(PROMPT A):
In the passage on choosing a host root, why do transformed roots not need plant hormones added to the culture medium? Answer in one to three sentences.
(PROMPT B):
Write what comes next in the passage on choosing a host root, picking up right after its last sentence.

Choice of Host Root

Various plants have been used to establish monoxenic cultures with AM fungi (see Chap. 7, Table 1). The first host roots used in monoxenic cultures were Lycopersicon esculentum Mill. (tomato) and Trifolium pratense L. (red clover) associated with Glomus mosseae Nicolson & Gerd. (Mosse and Hepper 1975), and Fragaria x ananassa Duchesne. (strawberry) and Alium cepa L. (onion) associated with several Glomus species (Strullu and Romand 1986; Table 1).

A natural genetic transformation of roots with the soil bacterium Agro-bacterium rhizogenes Conn. was achieved decades ago (Riker et al. 1930; Ark and Thompson 1961), but only applied in mycorrhizal research since the mid-1980s (Mugnier and Mosse 1987). Since the development of the carrot hairy root line (Daucus carota L.), established by Becard and Fortin (1988), this root has become the most widespread host for monoxenic cultivation of AM fungi. Transformed roots of strawberry (Nuutila et al. 1995) and tomato (Simoneau et al. 1994; Khaliq and Bagyaraj 2000) were also developed with fewer studies published. Recently, transformed roots of Medicago truncatula Gaern. have been obtained and associated with AM fungi (Boisson-Denier et al. 2001). It is probable that this association will receive increasing attention in the coming years, thanks to its usefulness as a legume model plant in molecular biology (Cook 1999; May and Dixon 2004). Transformed roots have several advantages over non-transformed roots for monoxenic cultivation. Their hormonal balance is modified, allowing profuse proliferation on synthetic media. It is generally accepted that this modification induces the production of growth hormones in the roots, thereby eliminating the necessity of incorporating of plant hormones into the culture medium. Stability of the transformation over time is dependent on the host cultivar and bacterial strain combination (Labour et al. 2003), but hairy roots used for further experiments have always tested positive.

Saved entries

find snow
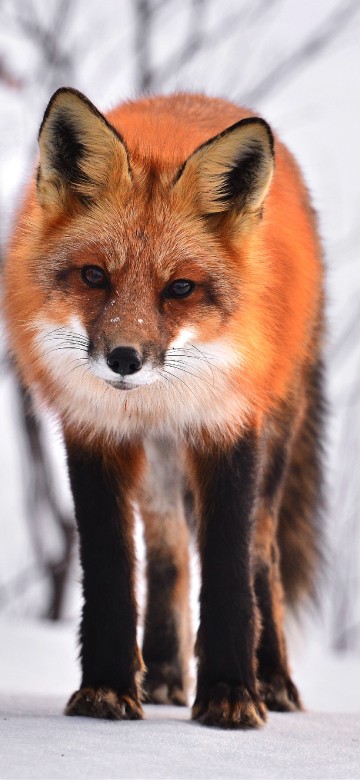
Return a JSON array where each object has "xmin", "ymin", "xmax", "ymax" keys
[{"xmin": 0, "ymin": 619, "xmax": 360, "ymax": 780}]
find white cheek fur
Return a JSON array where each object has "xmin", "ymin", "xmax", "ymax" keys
[
  {"xmin": 89, "ymin": 355, "xmax": 159, "ymax": 386},
  {"xmin": 32, "ymin": 317, "xmax": 250, "ymax": 441}
]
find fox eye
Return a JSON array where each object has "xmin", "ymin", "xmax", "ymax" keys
[
  {"xmin": 164, "ymin": 279, "xmax": 195, "ymax": 298},
  {"xmin": 81, "ymin": 265, "xmax": 107, "ymax": 288}
]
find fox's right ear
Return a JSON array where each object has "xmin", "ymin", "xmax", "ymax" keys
[{"xmin": 38, "ymin": 88, "xmax": 131, "ymax": 211}]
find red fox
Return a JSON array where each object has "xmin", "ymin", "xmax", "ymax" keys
[{"xmin": 4, "ymin": 88, "xmax": 323, "ymax": 728}]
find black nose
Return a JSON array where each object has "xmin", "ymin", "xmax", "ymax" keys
[{"xmin": 107, "ymin": 347, "xmax": 142, "ymax": 376}]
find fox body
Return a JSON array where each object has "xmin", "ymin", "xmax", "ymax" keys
[{"xmin": 4, "ymin": 89, "xmax": 323, "ymax": 727}]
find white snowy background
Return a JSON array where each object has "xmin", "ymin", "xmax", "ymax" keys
[{"xmin": 0, "ymin": 0, "xmax": 360, "ymax": 778}]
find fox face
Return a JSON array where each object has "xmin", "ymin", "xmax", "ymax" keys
[{"xmin": 9, "ymin": 90, "xmax": 273, "ymax": 436}]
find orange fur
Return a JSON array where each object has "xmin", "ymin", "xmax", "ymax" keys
[{"xmin": 5, "ymin": 95, "xmax": 322, "ymax": 438}]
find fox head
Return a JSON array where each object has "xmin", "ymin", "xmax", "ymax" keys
[{"xmin": 13, "ymin": 89, "xmax": 274, "ymax": 442}]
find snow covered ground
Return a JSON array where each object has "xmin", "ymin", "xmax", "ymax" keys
[{"xmin": 0, "ymin": 620, "xmax": 360, "ymax": 780}]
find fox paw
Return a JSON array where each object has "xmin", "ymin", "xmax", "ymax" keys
[
  {"xmin": 192, "ymin": 683, "xmax": 266, "ymax": 729},
  {"xmin": 143, "ymin": 663, "xmax": 187, "ymax": 707},
  {"xmin": 65, "ymin": 686, "xmax": 143, "ymax": 720},
  {"xmin": 260, "ymin": 677, "xmax": 303, "ymax": 712}
]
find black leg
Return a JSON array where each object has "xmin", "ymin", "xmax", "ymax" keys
[
  {"xmin": 188, "ymin": 433, "xmax": 266, "ymax": 728},
  {"xmin": 254, "ymin": 415, "xmax": 301, "ymax": 712},
  {"xmin": 138, "ymin": 437, "xmax": 191, "ymax": 705},
  {"xmin": 66, "ymin": 445, "xmax": 142, "ymax": 719}
]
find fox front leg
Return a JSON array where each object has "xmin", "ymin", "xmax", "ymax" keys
[
  {"xmin": 190, "ymin": 433, "xmax": 266, "ymax": 728},
  {"xmin": 65, "ymin": 442, "xmax": 143, "ymax": 720}
]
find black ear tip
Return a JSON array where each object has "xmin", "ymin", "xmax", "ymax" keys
[
  {"xmin": 239, "ymin": 116, "xmax": 275, "ymax": 157},
  {"xmin": 38, "ymin": 87, "xmax": 94, "ymax": 139},
  {"xmin": 259, "ymin": 118, "xmax": 275, "ymax": 157}
]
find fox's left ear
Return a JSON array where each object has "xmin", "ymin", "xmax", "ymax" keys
[
  {"xmin": 38, "ymin": 88, "xmax": 130, "ymax": 211},
  {"xmin": 175, "ymin": 117, "xmax": 274, "ymax": 222}
]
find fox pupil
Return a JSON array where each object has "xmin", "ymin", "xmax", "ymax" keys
[
  {"xmin": 81, "ymin": 265, "xmax": 106, "ymax": 287},
  {"xmin": 165, "ymin": 279, "xmax": 195, "ymax": 298}
]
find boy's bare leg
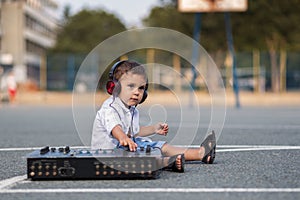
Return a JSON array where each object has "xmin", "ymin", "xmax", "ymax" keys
[{"xmin": 162, "ymin": 144, "xmax": 210, "ymax": 161}]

(RESULT A):
Transformation changes the roots' hormonal balance. This change is generally accepted to make the roots produce their own growth hormones, so hormones don't have to be added to the medium.

(RESULT B):
In association with AM fungi, Ri T-DNA transformed roots show greater AM intraradical colonization and sustain higher extraradical hyphal development than non-transformed roots, which is an advantage for fungal production (Fortin et al. 2002). However, the pattern of colonization, distribution of vesicles, mycorrhizal spread and sporulation mechanisms - all the important growth stages of the fungus - can vary within different cultivars of the same host (Tiwari and Adholeya 2003). Furthermore, transformation of the same host cultivar with a different bacterial strain results in a different mycorrhizal susceptibility (Labour et al. 2003). More research is therefore needed to get a better insight into the physiological host preference/specificity of these fungi.